● The records:

>>>>>

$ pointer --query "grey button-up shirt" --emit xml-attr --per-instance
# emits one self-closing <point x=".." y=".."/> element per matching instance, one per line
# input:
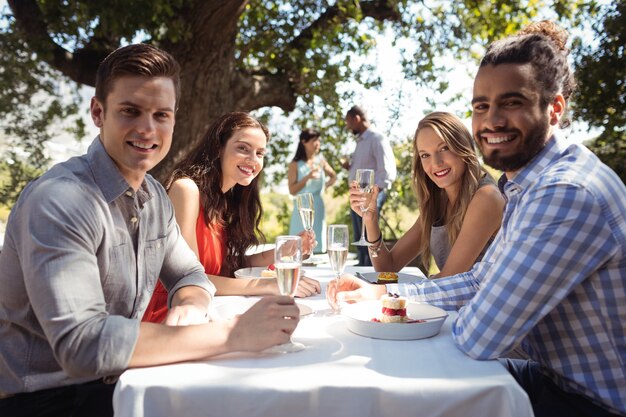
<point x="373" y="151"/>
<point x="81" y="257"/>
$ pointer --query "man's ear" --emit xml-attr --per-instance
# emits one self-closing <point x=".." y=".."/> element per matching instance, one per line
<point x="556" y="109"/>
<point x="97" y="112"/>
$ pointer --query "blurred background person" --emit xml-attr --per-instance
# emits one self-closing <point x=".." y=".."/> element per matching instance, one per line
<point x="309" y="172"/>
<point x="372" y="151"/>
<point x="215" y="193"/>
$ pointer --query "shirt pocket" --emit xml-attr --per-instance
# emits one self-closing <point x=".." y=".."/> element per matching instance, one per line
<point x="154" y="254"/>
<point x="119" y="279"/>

<<<<<
>>>>>

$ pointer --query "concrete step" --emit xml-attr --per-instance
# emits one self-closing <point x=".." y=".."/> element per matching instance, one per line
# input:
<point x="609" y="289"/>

<<<<<
>>>>>

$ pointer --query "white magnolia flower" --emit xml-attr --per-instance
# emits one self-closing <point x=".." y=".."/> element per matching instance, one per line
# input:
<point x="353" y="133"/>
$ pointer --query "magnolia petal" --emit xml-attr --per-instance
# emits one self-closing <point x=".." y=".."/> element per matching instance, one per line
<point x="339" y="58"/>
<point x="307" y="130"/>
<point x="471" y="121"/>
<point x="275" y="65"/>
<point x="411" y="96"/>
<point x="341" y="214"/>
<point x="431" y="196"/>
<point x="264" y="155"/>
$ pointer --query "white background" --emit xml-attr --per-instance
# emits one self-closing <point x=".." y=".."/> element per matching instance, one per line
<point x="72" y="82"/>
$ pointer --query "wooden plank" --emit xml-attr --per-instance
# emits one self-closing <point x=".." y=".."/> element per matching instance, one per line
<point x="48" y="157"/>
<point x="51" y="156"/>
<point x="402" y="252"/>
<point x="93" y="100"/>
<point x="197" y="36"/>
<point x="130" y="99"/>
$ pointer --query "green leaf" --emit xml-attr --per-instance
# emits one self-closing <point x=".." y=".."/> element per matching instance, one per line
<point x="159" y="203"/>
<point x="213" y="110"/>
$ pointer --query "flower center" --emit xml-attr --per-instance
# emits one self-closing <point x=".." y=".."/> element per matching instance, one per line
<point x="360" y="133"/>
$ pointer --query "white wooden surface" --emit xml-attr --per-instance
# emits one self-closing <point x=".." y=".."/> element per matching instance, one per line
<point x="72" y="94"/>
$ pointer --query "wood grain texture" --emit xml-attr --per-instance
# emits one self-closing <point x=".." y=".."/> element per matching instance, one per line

<<<<<

● Problem description: Select and copy every line in the entries above that contains the word "magnolia", treating case as significant.

● Task response:
$ pointer --query "white magnolia flower" --emit xml-attr --per-instance
$ pointer --query "magnolia petal" --emit xml-attr --per-instance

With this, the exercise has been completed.